## Given exercise
Put each line of the rows below into a JSON list of strings, one string per line, skipping blank lines and leaving out the pictures.
====== Material to process ======
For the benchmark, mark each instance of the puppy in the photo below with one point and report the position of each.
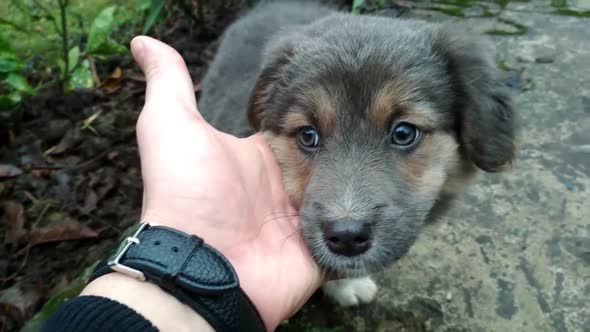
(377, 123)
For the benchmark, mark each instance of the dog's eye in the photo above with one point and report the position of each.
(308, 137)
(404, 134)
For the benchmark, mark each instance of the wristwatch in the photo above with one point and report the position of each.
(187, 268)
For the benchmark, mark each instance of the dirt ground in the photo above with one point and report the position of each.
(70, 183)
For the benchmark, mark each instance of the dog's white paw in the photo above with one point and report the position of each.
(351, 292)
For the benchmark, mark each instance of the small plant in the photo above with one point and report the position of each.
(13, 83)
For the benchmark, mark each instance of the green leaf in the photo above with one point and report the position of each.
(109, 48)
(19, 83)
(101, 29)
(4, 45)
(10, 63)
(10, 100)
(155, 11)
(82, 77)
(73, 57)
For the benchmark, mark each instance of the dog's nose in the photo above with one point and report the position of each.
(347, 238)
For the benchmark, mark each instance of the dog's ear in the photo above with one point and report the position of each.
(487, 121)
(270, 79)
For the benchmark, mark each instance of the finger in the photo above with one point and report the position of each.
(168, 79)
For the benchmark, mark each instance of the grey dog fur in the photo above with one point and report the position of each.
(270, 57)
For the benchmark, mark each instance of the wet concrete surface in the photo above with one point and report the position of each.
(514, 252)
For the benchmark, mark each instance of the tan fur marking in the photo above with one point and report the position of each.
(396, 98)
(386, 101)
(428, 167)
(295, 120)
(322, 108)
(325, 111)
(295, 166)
======
## Completed task
[
  "For the benchmark, mark each instance of the puppy in the photo below with one point and report the position of each.",
  "(377, 123)",
  "For the benchmark, mark each instance of the dog's eye in the photo above with one point and report the position of each.",
  "(308, 137)",
  "(404, 134)",
  "For the benchmark, mark each instance of the wristwatch in the photo above with one point and report the position of each.",
  "(187, 268)",
  "For the benchmark, mark each instance of the dirt ground in the photo above with one point and report the position of each.",
  "(70, 183)",
  "For the benchmark, mark each instance of the dog's white paw in the photo above with one point and report the position of each.",
  "(351, 292)",
  "For the benchmark, mark each instance of the small plant in the photo above with one point and report the position of each.",
  "(13, 83)",
  "For the benchmark, mark each instance of the green leaf in the photo above with one point and report the position of each.",
  "(109, 48)",
  "(19, 83)",
  "(101, 29)",
  "(4, 45)",
  "(10, 63)",
  "(10, 100)",
  "(155, 11)",
  "(82, 77)",
  "(73, 57)",
  "For the benchmark, mark each instance of the dog's nose in the photo above with one point and report the position of each.",
  "(347, 238)",
  "For the benchmark, mark each instance of the dog's ear in the photo above with one point and report the position of each.",
  "(487, 121)",
  "(270, 79)",
  "For the benchmark, mark each instance of the finger in the photo above with one point and report the position of each.",
  "(168, 79)",
  "For the benchmark, mark each instance of the grey dog fur in the photo above with one point and report the position of each.",
  "(270, 57)",
  "For the benchmark, mark each instance of the wet concrete surface in the photo above with one point and report the position of each.",
  "(514, 252)",
  "For the benchmark, mark each instance of the tan fur marking in the photo above with one point and report the position of each.",
  "(396, 98)",
  "(386, 101)",
  "(428, 167)",
  "(295, 120)",
  "(322, 108)",
  "(325, 111)",
  "(295, 166)"
]